Brief:
Which lines in the records below contain the string "write"? Collect and copy each of them, treating uppercase and lowercase as different.

Data listing:
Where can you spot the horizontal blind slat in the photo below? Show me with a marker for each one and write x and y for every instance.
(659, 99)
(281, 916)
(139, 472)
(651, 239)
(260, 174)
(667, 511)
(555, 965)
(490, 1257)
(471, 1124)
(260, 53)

Reply to the exercise:
Where can you spot the horizontal blind slat in the photo below? Show me with a marker for each one and write x and y for every instance.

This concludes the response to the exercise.